Data rows:
_ _ _ _ _ _ _

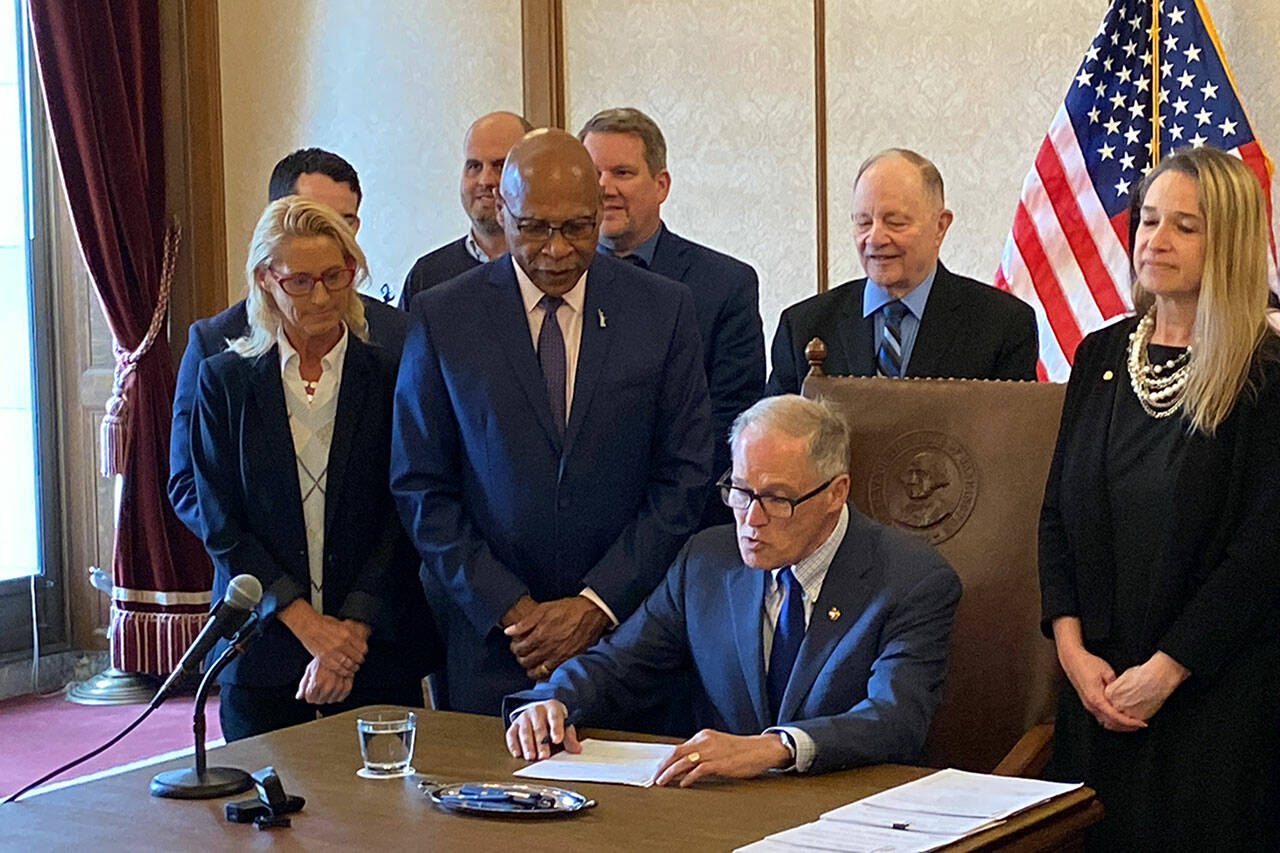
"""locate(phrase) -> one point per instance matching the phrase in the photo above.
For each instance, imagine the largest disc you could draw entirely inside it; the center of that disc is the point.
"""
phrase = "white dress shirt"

_ _ _ _ _ _ _

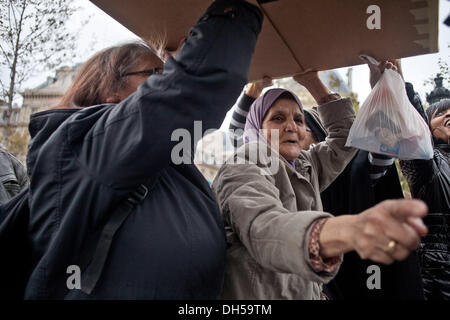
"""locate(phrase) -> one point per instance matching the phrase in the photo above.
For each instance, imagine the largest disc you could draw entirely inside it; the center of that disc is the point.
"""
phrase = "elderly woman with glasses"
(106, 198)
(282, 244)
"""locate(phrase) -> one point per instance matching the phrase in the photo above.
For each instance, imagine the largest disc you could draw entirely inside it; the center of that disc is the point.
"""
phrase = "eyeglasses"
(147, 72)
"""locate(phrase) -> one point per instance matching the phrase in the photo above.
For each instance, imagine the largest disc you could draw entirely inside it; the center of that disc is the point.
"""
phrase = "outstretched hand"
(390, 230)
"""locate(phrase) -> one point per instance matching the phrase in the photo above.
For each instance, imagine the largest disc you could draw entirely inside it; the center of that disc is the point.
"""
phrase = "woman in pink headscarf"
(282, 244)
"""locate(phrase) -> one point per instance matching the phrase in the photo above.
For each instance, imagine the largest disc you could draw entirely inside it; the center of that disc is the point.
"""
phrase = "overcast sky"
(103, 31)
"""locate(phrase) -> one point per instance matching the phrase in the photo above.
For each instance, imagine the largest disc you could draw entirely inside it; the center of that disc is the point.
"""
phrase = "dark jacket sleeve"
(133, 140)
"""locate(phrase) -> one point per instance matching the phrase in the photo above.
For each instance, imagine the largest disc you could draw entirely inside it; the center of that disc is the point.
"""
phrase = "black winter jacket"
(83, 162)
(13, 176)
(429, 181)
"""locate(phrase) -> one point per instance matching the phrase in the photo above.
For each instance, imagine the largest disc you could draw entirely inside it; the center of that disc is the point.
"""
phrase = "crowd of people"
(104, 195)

_ _ _ _ _ _ _

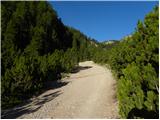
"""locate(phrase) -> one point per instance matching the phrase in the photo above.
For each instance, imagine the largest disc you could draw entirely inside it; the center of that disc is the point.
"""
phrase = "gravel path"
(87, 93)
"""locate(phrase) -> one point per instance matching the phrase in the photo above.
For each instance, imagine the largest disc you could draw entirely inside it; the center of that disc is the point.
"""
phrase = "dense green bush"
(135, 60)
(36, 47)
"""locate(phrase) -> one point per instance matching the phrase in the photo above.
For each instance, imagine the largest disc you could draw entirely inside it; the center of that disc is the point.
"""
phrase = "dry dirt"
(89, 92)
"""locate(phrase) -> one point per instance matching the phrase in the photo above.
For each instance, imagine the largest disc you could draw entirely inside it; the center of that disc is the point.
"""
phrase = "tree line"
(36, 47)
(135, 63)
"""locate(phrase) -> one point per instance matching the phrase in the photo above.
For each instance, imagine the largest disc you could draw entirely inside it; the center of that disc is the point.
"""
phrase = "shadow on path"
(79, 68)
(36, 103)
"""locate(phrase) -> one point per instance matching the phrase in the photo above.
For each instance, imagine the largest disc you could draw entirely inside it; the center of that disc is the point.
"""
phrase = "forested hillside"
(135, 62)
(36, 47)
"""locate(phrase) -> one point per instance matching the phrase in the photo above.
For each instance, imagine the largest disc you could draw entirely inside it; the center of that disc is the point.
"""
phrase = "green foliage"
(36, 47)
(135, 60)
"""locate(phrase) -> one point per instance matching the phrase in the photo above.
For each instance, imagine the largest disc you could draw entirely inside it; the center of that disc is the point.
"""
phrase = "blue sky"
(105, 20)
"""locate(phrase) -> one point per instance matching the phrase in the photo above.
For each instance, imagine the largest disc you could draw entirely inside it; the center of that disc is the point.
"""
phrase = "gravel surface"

_ _ _ _ _ _ _

Please count the lines in the entries above that contain the word "gravel", and reply with the number alone.

Response below:
2